■ STUDY QUESTIONS:
1. According to the article about the SEC case against Paul Horton Smith, how many investors were defrauded?
2. Write the next part of the article about the SEC case against Paul Horton Smith, picking up after its last sentence.

■ SUPPLIED PASSAGE:
+ + + + + + +
The U.S. Securities and Exchange Commission announced Thursday it has obtained a final judgment shutting down the companies of a Moreno Valley man facing trial on federal charges alleging he swindled senior citizens out of millions of dollars in a Ponzi scheme.
The SEC’s complaint, filed in May, alleged that Paul Horton Smith, his Riverside-based company Northstar Communications and related entities defrauded at least 35 investors out of more than $5.6 million by falsely claiming that Smith and Northstar would pay investors guaranteed interest payments based on investments in specified products.
The complaint alleged that they failed to invest the funds raised as promised and instead used new investor funds to pay investor returns in a Ponzi-like fashion.
SEC officials said Monday’s final judgment also orders the defendants, jointly and severally, to pay $4,238,400 in ill-gotten gains plus prejudgment interest of $383,059, and orders Smith to pay a civil penalty of $4,238,400.
In a parallel criminal action, Smith, 56, was charged with wire fraud and could face up to 20 years in prison if convicted at trial, scheduled for February in Riverside federal court.
According to the SEC, through his promotion of advisory, tax and financial planning services, Smith created a trusting relationship he then used to solicit investors to purchase securities issued by Northstar.
He told investors during a February workshop, “Your pockets aren’t going to get picked, OK?” according to the SEC.
In fact, the SEC complaint states, “clients’ pockets were getting picked clean through his Ponzi scheme.”
Securities regulators said the fraud was ongoing despite the issuance of COVID-19 stay-at-home orders. Until his arrest, Smith “continued to solicit investors by telephone and through meetings in his office or in investors’ homes,” according to the SEC.
+ + + + + + +
■ COLLECTED MATERIAL:
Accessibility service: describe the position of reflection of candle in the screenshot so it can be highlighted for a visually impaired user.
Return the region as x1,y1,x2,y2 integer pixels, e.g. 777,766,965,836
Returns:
+ + + + + + +
■ ANSWERS BY TASK:
1. At least 35 investors.

2.
According to federal prosecutors, from at least 2013 until recently, the defendant operated Northstar, a closed annuity provider offering contracts with purported guaranteed returns of 5% to 6% annually, unaffected by swings in equities. A subsidiary business run by Smith was called Planning Services Inc.
“Smith … advertised himself on his website as a chartered senior financial planner and … also conducted free seminars via Planning Services at various locations around the Riverside area, where he discussed estate planning, trust creation to protect assets and other financial matters,” according to a U.S. Attorney’s Office statement. “Smith solicited some of his victims at seminars.”
Prosecutors allege Northstar was little but a shell company, functioning to conceal the defendant’s scheme of gathering a circle of unwitting investors, paying the ones on the back end with funds placed in his care by investors on the front end.
Court papers offer examples of what happened to the roughly 75 alleged victims, including a 70-year-old woman who went to church with Smith and turned over $175,000 for him to invest.
“Instead of investing the victim’s money, Smith transferred her funds to other investors, and he used her money to pay off the other investors’ tax bills with the IRS and the California Franchise Tax Board,” the U.S. Attorney’s Office alleges.
An 86-year-old woman who took the defendant into her confidence gave him $169,000 from a property liquidation to invest, but Smith allegedly used the bulk of the funds pay another investor who had purchased an annuity contract earlier, according to prosecutors.
Investigators uncovered upward of $10 million allegedly transferred to Smith over a seven-year span, though it’s suspected the scheme stretched back further, according to court papers.